▶ [Exercise instructions] Write out all of the records precisely. Skip anything that is a picture.

▶ [Record extracts]
^^^^

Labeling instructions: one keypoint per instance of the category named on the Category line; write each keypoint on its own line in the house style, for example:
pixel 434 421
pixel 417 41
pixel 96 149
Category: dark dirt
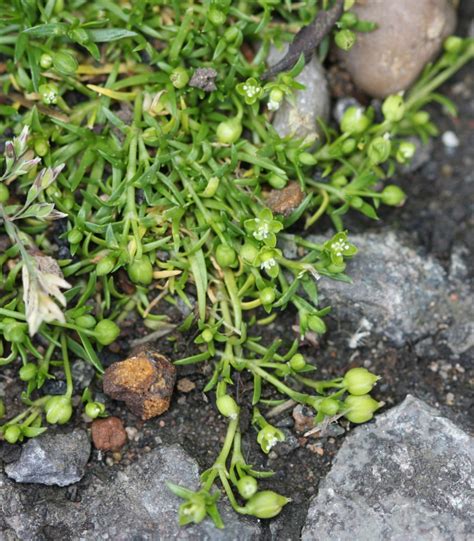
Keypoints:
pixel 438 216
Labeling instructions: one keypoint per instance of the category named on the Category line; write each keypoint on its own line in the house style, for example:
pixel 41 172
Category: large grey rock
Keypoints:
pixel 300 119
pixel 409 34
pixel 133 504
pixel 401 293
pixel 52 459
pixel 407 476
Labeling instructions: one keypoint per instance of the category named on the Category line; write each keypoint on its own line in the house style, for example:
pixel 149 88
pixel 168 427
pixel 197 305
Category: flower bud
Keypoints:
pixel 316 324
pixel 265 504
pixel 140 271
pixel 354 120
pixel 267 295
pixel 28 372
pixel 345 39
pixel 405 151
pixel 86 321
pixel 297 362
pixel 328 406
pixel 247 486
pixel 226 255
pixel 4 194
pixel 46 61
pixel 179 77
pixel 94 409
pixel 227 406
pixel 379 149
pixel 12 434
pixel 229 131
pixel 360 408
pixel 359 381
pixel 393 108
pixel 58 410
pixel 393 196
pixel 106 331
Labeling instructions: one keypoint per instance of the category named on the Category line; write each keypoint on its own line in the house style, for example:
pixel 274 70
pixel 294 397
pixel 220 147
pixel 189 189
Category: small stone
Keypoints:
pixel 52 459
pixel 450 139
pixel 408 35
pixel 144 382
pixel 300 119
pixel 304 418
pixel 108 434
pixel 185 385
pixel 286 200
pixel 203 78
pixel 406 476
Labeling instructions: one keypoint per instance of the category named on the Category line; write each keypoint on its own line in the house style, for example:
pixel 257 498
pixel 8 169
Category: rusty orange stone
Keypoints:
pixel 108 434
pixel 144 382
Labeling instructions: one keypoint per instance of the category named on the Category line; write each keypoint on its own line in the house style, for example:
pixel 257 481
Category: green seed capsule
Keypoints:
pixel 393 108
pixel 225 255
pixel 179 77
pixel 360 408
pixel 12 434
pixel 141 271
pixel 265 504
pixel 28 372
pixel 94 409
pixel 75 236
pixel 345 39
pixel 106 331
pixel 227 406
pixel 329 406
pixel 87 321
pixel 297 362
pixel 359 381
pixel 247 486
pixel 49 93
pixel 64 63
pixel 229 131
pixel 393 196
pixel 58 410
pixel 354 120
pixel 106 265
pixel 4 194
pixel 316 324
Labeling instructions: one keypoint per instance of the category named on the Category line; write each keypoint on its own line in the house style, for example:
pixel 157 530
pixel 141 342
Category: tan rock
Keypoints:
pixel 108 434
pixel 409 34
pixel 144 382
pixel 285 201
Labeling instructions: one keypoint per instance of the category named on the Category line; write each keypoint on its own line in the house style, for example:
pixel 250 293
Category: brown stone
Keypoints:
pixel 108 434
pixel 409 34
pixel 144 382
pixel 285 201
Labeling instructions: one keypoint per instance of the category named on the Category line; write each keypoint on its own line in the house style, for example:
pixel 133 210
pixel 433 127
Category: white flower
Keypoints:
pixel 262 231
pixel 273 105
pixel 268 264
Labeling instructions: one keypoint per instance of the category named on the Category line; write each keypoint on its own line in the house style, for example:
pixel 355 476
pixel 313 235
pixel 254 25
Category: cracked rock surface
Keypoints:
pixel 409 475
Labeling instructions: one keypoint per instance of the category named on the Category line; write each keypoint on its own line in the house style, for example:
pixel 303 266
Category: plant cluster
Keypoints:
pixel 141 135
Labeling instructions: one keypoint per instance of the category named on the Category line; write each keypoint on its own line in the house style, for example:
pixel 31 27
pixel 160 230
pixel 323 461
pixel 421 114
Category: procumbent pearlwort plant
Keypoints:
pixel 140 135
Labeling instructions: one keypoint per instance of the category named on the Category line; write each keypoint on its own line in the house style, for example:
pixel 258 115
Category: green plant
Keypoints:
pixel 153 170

^^^^

▶ [Solution to this exercise]
Labeling instructions: one keypoint per instance of the category named on the Category line; write each keypoint on its own line in the house style, for example:
pixel 434 421
pixel 417 41
pixel 96 149
Category: dark dirt
Keypoints:
pixel 438 216
Labeling instructions: one keypoint per instance of the category named on the Category line; write each keypoint on its own line in the house style, for example:
pixel 41 172
Category: large grey rock
Keypoints:
pixel 300 119
pixel 409 34
pixel 133 504
pixel 401 293
pixel 52 459
pixel 407 476
Labeling instructions: one keypoint per instance of the category named on the Category line; write each keypoint on its own line in the house style, for example:
pixel 149 88
pixel 168 427
pixel 197 305
Category: flower bud
Keypoints:
pixel 316 324
pixel 265 504
pixel 140 271
pixel 354 120
pixel 267 295
pixel 28 372
pixel 345 39
pixel 405 151
pixel 86 321
pixel 297 362
pixel 328 406
pixel 247 486
pixel 226 255
pixel 4 194
pixel 46 61
pixel 179 77
pixel 94 409
pixel 227 406
pixel 379 149
pixel 12 434
pixel 229 131
pixel 360 408
pixel 359 381
pixel 393 108
pixel 58 410
pixel 393 196
pixel 106 331
Labeling instructions: one keypoint per instance of the category named on the Category line; write each keypoint on its own line in the house style, for example:
pixel 274 70
pixel 294 397
pixel 220 147
pixel 189 189
Category: small stone
Keypoints:
pixel 52 459
pixel 450 139
pixel 408 35
pixel 144 382
pixel 300 119
pixel 304 418
pixel 108 434
pixel 185 385
pixel 286 200
pixel 203 78
pixel 406 476
Labeling instructions: one keypoint per instance of the category named on the Category line; write each keypoint on its own line in the house style, for example:
pixel 257 498
pixel 8 169
Category: rusty orange stone
Keypoints:
pixel 108 434
pixel 144 382
Labeling instructions: one keypoint per instance of the category named on the Category line; write each keypoint on its own line in the house style, for example:
pixel 257 481
Category: green seed capsule
Keypoints:
pixel 393 108
pixel 225 255
pixel 179 77
pixel 360 408
pixel 12 434
pixel 141 271
pixel 265 504
pixel 28 372
pixel 94 409
pixel 75 236
pixel 345 39
pixel 106 331
pixel 227 406
pixel 329 406
pixel 87 321
pixel 297 362
pixel 359 381
pixel 247 486
pixel 49 93
pixel 64 63
pixel 229 131
pixel 393 196
pixel 58 410
pixel 354 120
pixel 106 265
pixel 4 194
pixel 316 324
Labeling instructions: one keypoint per instance of the category named on the Category line; write each keypoint on its own line in the house style, for example:
pixel 157 530
pixel 141 342
Category: tan rock
Keypoints:
pixel 108 434
pixel 409 34
pixel 144 382
pixel 285 201
Labeling instructions: one keypoint per instance of the category named on the Category line; write each keypoint on its own line in the house style, for example:
pixel 250 293
Category: brown stone
Keypoints:
pixel 108 434
pixel 409 34
pixel 144 382
pixel 285 201
Labeling instructions: one keypoint per instance of the category named on the Category line; write each keypoint on its own line in the house style, for example:
pixel 133 210
pixel 433 127
Category: white flower
Keypoints:
pixel 262 231
pixel 273 105
pixel 268 264
Labeling instructions: one keypoint per instance of the category named on the Category line; write each keypoint on its own line in the house style, for example:
pixel 355 476
pixel 313 235
pixel 254 25
Category: cracked rock surface
Keypoints:
pixel 409 475
Labeling instructions: one keypoint per instance of the category named on the Category line; write each keypoint on its own line in the house style, for example:
pixel 303 266
Category: plant cluster
Keypoints:
pixel 141 135
Labeling instructions: one keypoint per instance of the category named on the Category line; write each keypoint on its own line in the house style, for example:
pixel 31 27
pixel 160 230
pixel 323 461
pixel 421 114
Category: procumbent pearlwort plant
Keypoints:
pixel 140 135
Labeling instructions: one keypoint per instance of the category named on the Category line; write each keypoint on its own line in the house style, for example:
pixel 258 115
Category: green plant
Keypoints:
pixel 153 170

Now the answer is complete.